#### [WHAT TO PRODUCE]
Make an exact copy of all the records that follow, apart from the pictures.
(MATERIAL FOR THIS EXERCISE begins)
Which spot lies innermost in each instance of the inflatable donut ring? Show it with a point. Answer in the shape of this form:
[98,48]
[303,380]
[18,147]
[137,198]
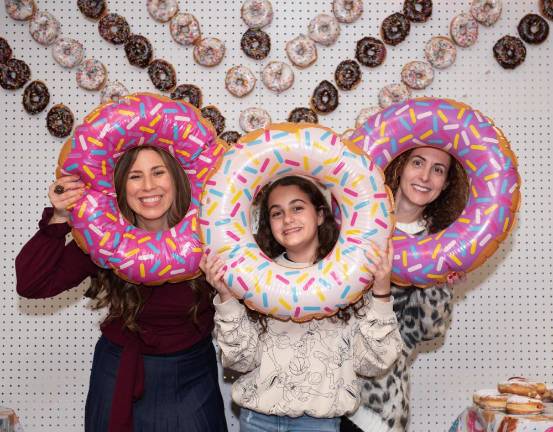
(MATERIAL FOR THIS EXERCISE ends)
#### [ANSWER FOR THE TASK]
Which spot lies innermost in each instance of the inflatable donut ring? Show it with a point. Answer in the shape of this form:
[98,48]
[303,380]
[18,147]
[137,198]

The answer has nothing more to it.